TASK ▸
Rewrite the data below as a two-column CSV with the headers text and answer, one row per kind of object outlined. Put each field in double quotes and turn every line break into a space.
____ SUPPLIED MATERIAL
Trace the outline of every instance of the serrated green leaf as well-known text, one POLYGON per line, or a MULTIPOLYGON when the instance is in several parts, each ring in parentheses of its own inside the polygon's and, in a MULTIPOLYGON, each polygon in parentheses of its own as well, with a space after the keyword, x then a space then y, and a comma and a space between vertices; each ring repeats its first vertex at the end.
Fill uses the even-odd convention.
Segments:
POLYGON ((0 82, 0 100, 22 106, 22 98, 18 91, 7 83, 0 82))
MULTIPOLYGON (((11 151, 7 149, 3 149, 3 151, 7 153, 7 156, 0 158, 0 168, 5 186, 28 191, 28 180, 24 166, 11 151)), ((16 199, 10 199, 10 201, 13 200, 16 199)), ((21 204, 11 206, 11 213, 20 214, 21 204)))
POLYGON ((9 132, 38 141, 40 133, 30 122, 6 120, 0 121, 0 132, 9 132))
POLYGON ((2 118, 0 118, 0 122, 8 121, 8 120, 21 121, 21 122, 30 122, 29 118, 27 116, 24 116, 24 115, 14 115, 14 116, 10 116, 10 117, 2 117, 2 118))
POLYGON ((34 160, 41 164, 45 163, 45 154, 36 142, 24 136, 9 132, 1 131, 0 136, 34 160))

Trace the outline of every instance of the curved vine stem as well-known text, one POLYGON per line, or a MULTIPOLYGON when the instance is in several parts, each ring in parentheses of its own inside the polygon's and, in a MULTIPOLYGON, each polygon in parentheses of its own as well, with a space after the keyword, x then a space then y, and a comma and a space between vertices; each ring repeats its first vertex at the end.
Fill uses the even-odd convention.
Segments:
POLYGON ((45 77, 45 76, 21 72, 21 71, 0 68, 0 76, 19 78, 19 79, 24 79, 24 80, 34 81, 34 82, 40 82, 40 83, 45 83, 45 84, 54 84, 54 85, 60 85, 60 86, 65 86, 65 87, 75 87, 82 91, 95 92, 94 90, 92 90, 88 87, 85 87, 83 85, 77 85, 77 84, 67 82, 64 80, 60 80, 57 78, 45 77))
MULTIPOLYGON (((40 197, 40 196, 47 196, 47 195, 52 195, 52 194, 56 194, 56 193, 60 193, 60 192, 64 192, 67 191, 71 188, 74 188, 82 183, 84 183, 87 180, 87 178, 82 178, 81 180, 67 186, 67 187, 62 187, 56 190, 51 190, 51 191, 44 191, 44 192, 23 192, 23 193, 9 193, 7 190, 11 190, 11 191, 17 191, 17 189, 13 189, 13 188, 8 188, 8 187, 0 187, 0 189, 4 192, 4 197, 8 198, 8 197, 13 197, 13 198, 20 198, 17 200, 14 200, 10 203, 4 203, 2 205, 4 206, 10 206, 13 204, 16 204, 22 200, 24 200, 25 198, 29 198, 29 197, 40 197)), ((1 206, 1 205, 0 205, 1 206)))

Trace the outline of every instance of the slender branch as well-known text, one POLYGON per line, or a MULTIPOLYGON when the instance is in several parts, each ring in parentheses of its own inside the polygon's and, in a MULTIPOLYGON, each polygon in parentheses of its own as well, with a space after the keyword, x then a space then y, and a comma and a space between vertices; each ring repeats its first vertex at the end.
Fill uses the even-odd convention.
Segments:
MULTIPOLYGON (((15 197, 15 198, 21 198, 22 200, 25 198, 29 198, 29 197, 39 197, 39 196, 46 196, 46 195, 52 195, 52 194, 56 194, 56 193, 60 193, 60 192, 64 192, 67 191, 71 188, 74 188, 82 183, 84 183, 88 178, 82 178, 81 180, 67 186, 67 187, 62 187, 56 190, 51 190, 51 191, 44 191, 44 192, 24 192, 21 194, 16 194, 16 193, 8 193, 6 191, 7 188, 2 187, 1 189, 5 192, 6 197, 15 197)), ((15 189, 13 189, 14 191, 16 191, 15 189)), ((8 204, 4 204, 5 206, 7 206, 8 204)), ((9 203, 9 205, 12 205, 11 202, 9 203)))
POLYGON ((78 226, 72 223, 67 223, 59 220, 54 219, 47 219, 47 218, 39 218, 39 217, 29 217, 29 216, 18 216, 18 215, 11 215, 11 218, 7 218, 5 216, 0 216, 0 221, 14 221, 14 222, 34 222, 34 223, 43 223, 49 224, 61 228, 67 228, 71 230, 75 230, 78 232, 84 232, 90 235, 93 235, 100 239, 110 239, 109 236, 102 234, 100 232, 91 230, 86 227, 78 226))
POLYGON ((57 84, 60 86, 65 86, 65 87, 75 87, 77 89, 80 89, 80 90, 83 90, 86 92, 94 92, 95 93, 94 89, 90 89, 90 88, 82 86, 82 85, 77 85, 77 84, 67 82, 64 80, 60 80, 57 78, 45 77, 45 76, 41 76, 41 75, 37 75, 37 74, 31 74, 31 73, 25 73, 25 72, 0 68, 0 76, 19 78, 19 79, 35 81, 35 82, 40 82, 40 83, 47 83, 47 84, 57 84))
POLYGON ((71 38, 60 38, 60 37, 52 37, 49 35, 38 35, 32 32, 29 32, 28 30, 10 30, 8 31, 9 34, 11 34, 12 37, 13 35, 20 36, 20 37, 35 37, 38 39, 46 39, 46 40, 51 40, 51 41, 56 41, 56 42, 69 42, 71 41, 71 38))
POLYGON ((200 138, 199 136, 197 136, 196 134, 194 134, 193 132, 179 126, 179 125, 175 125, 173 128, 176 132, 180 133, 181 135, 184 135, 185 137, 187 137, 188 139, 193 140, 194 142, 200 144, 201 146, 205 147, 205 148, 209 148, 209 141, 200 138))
________
FINAL ANSWER ▸
text,answer
"Trace the outline of every instance of the serrated green leaf as well-known text, one POLYGON per line, or a MULTIPOLYGON when the instance is in several parts, each ring in parentheses of its own inside the polygon's and, in a MULTIPOLYGON, each polygon in parentheses of its own as well, with a space after the keyword, x then a space then y, and a comma and a space between vertices; each ring repeats its first vertex at the end. Fill uses the even-odd convention. Segments:","POLYGON ((0 82, 0 100, 22 106, 22 98, 18 91, 7 83, 0 82)) MULTIPOLYGON (((11 151, 7 149, 3 149, 3 151, 7 153, 7 156, 0 158, 0 168, 5 186, 28 191, 28 180, 24 166, 11 151)), ((16 199, 10 199, 10 201, 13 200, 16 199)), ((21 204, 11 206, 11 213, 20 214, 21 204))) POLYGON ((9 132, 38 141, 40 133, 30 122, 6 120, 0 121, 0 132, 9 132)) POLYGON ((2 118, 0 118, 0 122, 8 121, 8 120, 21 121, 21 122, 30 122, 29 118, 27 116, 24 116, 24 115, 14 115, 14 116, 10 116, 10 117, 2 117, 2 118)) POLYGON ((34 160, 41 164, 45 163, 45 154, 36 142, 24 136, 9 132, 1 131, 0 136, 34 160))"
"Trace the outline of every instance of the curved vine stem as well-known text, one POLYGON per line, or a MULTIPOLYGON when the instance is in several parts, each ring in parentheses of its own inside the polygon's and, in a MULTIPOLYGON, each polygon in parentheses of its own as well, with a space after the keyword, x then a space then y, and a comma and a space between vertices; each ring repeats its first vertex at the end. Fill uses the even-odd convention. Segments:","POLYGON ((45 77, 45 76, 21 72, 21 71, 0 68, 0 76, 19 78, 19 79, 24 79, 24 80, 34 81, 34 82, 40 82, 40 83, 45 83, 45 84, 54 84, 54 85, 60 85, 60 86, 65 86, 65 87, 75 87, 82 91, 95 92, 94 90, 92 90, 88 87, 85 87, 83 85, 77 85, 77 84, 67 82, 64 80, 60 80, 57 78, 45 77)) MULTIPOLYGON (((40 197, 40 196, 47 196, 47 195, 52 195, 52 194, 56 194, 56 193, 60 193, 60 192, 64 192, 67 191, 71 188, 74 188, 82 183, 84 183, 87 180, 87 178, 82 178, 81 180, 67 186, 67 187, 62 187, 56 190, 51 190, 51 191, 44 191, 44 192, 23 192, 23 193, 9 193, 7 190, 11 190, 11 191, 17 191, 17 189, 13 189, 13 188, 8 188, 8 187, 0 187, 0 189, 4 192, 4 197, 8 198, 8 197, 13 197, 13 198, 20 198, 17 200, 14 200, 10 203, 4 203, 2 205, 4 206, 10 206, 13 204, 16 204, 22 200, 24 200, 25 198, 29 198, 29 197, 40 197)), ((1 206, 1 205, 0 205, 1 206)))"
"Trace the outline of every instance of the slender branch as well-known text, one POLYGON per line, or a MULTIPOLYGON when the instance is in several parts, each ring in parentheses of its own inside the polygon's and, in a MULTIPOLYGON, each polygon in parentheses of its own as well, with a space after the keyword, x then a space then y, and a comma and a space between vertices; each ring repeats its first vertex at the end. Fill uses the even-odd convention. Segments:","MULTIPOLYGON (((15 197, 15 198, 21 198, 22 200, 25 198, 29 198, 29 197, 39 197, 39 196, 46 196, 46 195, 52 195, 52 194, 56 194, 56 193, 60 193, 60 192, 64 192, 67 191, 71 188, 74 188, 82 183, 84 183, 88 178, 82 178, 81 180, 67 186, 67 187, 62 187, 56 190, 51 190, 51 191, 44 191, 44 192, 24 192, 21 194, 16 194, 16 193, 8 193, 6 191, 7 188, 2 187, 1 189, 5 192, 6 197, 15 197)), ((15 189, 13 189, 14 191, 16 191, 15 189)), ((8 204, 4 204, 5 206, 7 206, 8 204)), ((9 203, 9 205, 12 205, 11 202, 9 203))) POLYGON ((78 226, 72 223, 67 223, 59 220, 54 219, 47 219, 47 218, 39 218, 39 217, 29 217, 29 216, 18 216, 18 215, 11 215, 11 218, 7 218, 5 216, 0 216, 0 221, 14 221, 14 222, 34 222, 34 223, 43 223, 49 224, 61 228, 67 228, 71 230, 75 230, 78 232, 84 232, 90 235, 93 235, 100 239, 110 239, 109 236, 102 234, 100 232, 91 230, 86 227, 78 226)) POLYGON ((57 84, 60 86, 65 86, 65 87, 75 87, 77 89, 80 89, 80 90, 83 90, 86 92, 94 92, 95 93, 94 89, 90 89, 90 88, 82 86, 82 85, 77 85, 77 84, 67 82, 64 80, 60 80, 57 78, 45 77, 45 76, 41 76, 41 75, 37 75, 37 74, 31 74, 31 73, 25 73, 25 72, 0 68, 0 76, 19 78, 19 79, 35 81, 35 82, 40 82, 40 83, 47 83, 47 84, 57 84)) POLYGON ((71 38, 60 38, 60 37, 52 37, 49 35, 38 35, 32 32, 29 32, 28 30, 10 30, 8 31, 9 34, 11 34, 12 37, 13 35, 20 36, 20 37, 35 37, 38 39, 46 39, 46 40, 51 40, 51 41, 56 41, 56 42, 69 42, 71 41, 71 38)) POLYGON ((200 138, 199 136, 197 136, 196 134, 194 134, 193 132, 179 126, 179 125, 175 125, 173 128, 176 132, 180 133, 181 135, 184 135, 185 137, 187 137, 188 139, 193 140, 194 142, 200 144, 201 146, 205 147, 205 148, 209 148, 209 141, 200 138))"